--- begin Material for this exercise ---

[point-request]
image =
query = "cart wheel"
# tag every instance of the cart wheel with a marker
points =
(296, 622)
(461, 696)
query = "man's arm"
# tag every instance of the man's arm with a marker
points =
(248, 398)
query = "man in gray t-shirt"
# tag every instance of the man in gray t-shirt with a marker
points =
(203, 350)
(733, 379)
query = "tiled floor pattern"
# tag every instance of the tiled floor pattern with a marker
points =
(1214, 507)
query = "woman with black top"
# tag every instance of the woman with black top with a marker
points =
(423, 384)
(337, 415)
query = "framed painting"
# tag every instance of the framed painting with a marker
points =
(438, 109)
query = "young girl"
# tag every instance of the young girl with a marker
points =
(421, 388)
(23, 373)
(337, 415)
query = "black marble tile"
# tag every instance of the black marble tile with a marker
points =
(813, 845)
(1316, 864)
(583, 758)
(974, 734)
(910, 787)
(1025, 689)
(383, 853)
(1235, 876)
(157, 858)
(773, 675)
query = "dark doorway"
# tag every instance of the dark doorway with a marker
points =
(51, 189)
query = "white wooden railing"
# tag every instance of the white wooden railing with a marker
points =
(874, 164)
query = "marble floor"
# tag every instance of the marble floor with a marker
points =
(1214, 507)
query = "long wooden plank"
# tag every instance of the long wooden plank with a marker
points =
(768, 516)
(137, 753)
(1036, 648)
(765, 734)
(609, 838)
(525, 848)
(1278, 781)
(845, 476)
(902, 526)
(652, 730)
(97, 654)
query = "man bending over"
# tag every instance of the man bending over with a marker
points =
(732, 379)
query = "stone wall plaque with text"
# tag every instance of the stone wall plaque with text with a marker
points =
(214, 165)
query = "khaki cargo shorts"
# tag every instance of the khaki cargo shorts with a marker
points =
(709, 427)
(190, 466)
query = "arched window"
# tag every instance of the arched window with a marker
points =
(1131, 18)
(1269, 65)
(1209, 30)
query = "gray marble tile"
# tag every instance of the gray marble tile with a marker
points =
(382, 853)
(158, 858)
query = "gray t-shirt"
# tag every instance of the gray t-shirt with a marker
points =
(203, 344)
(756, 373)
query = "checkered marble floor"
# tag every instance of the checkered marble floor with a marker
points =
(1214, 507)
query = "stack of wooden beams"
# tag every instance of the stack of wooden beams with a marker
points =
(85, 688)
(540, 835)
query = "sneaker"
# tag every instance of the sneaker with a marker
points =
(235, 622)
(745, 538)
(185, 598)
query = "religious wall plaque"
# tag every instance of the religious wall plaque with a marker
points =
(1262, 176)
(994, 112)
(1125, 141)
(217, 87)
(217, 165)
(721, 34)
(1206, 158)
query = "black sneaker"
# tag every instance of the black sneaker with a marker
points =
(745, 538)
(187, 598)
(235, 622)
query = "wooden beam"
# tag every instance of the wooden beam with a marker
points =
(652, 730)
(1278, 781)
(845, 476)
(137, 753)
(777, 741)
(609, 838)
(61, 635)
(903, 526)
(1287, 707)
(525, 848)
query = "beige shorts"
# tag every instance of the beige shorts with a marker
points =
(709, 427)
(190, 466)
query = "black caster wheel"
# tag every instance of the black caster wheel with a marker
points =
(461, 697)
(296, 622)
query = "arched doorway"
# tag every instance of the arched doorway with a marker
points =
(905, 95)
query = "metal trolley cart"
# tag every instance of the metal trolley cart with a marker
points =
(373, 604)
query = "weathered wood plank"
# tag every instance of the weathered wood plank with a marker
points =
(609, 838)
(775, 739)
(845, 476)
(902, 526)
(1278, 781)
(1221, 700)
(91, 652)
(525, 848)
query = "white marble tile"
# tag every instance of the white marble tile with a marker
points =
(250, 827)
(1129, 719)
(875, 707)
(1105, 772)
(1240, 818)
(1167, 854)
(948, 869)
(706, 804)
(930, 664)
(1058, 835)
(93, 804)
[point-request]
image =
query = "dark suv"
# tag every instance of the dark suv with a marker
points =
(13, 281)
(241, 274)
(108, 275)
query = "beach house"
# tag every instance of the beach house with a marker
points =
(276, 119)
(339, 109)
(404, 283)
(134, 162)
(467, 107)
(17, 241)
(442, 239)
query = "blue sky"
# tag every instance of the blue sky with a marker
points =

--- end Material for this exercise ---

§ **What to do**
Return each entry from above without altering a single character.

§ **Result of this task**
[point-request]
image =
query = "cart wheel"
# tag every instance of the cart wheel with a marker
points =
(296, 622)
(461, 696)
query = "man's arm"
# tag every instance of the man's arm with a marker
points =
(248, 398)
query = "man in gray t-shirt"
# tag every instance of the man in gray t-shirt with a marker
points =
(203, 350)
(733, 379)
query = "tiled floor pattern"
# tag every instance of the tiled floor pattern with a marker
points =
(1214, 507)
query = "woman with black top"
# tag every instance of the woman with black top with a marker
points =
(423, 384)
(337, 415)
query = "framed painting"
# tag every instance of the framed painting with a marker
points =
(438, 109)
query = "young girl"
# tag every instance of the young girl with a marker
points =
(421, 388)
(23, 373)
(337, 415)
query = "black marble tile"
# tag every instance of the black marble tile with a marker
points =
(813, 845)
(1316, 864)
(583, 758)
(974, 734)
(910, 787)
(1025, 689)
(383, 853)
(1235, 876)
(157, 858)
(773, 675)
query = "dark doorway"
# tag every instance of the dark doorway with a marker
points =
(51, 189)
query = "white wooden railing"
# tag every instance of the white wooden railing with a marker
points =
(874, 164)
query = "marble floor"
# tag every instance of the marble floor with a marker
points =
(1214, 507)
query = "long wooden plank"
# tag every instance of the long wooden plank with a marker
points =
(768, 516)
(137, 753)
(1036, 648)
(765, 734)
(609, 838)
(525, 848)
(1278, 781)
(845, 476)
(902, 526)
(652, 730)
(97, 654)
query = "man bending over"
# tag every instance of the man bending over with a marker
points =
(732, 379)
query = "stone wall plaque with text"
# tag every instance of the stone wall plaque with text with a marker
points =
(214, 165)
query = "khaki cargo shorts"
# tag every instance of the khaki cargo shorts with a marker
points =
(709, 427)
(190, 466)
query = "arched window"
# tag every instance of the arched window with a marker
points =
(1131, 18)
(1269, 65)
(1209, 30)
query = "gray marble tile"
# tag every instance of the gray marble tile with a marker
points =
(382, 853)
(158, 858)
query = "gray t-shirt"
# tag every instance of the gray t-shirt with a marker
points =
(203, 344)
(756, 373)
query = "checkered marble floor"
# tag every instance of the checkered marble floor with a marker
points =
(1214, 507)
query = "stack of wooden beams"
# tag every instance of the stack of wooden beams with a marker
points =
(85, 688)
(540, 835)
query = "sneaker"
# tag every instance of the sneaker with a marker
points =
(235, 622)
(745, 538)
(185, 598)
query = "religious wall plaque"
# tag every instance of the religious wall plaque with a marker
points =
(1262, 176)
(994, 112)
(1125, 141)
(217, 87)
(217, 165)
(721, 34)
(1206, 158)
query = "black sneaker"
# tag every instance of the black sneaker with a marker
points =
(745, 538)
(187, 598)
(235, 622)
query = "wooden beam"
# tag every instance of the wooden beam with a marker
points =
(652, 730)
(1278, 781)
(845, 476)
(137, 753)
(777, 741)
(609, 838)
(61, 635)
(903, 526)
(1287, 707)
(525, 848)
query = "beige shorts"
# tag every instance of the beige shorts with a marker
points =
(709, 427)
(190, 466)
query = "black caster wheel"
# tag every instance of the black caster wheel with a marker
points =
(461, 697)
(296, 622)
query = "arched doorway"
# tag every instance of the arched doorway with a marker
points =
(905, 95)
query = "metal trolley cart"
# tag every instance of the metal trolley cart with a marker
points =
(373, 604)
query = "weathered wood plank"
# tag every instance of the weathered wood plank with a marker
points =
(609, 838)
(775, 739)
(845, 476)
(902, 526)
(1278, 781)
(1221, 700)
(91, 652)
(525, 848)
query = "white marble tile"
# tag every instance of the white marble tile with a marker
points =
(250, 827)
(1129, 719)
(875, 707)
(1105, 772)
(1240, 818)
(1167, 854)
(948, 869)
(706, 804)
(930, 664)
(1058, 835)
(93, 804)
[point-request]
image =
query = "dark suv"
# tag every instance of the dark suv with a marker
points =
(13, 281)
(241, 274)
(108, 275)
query = "beach house"
# tag every instance of the beach house with a marker
points =
(276, 119)
(339, 109)
(404, 283)
(134, 162)
(467, 107)
(17, 241)
(442, 239)
query = "blue sky"
# tag every instance of the blue sky with a marker
points =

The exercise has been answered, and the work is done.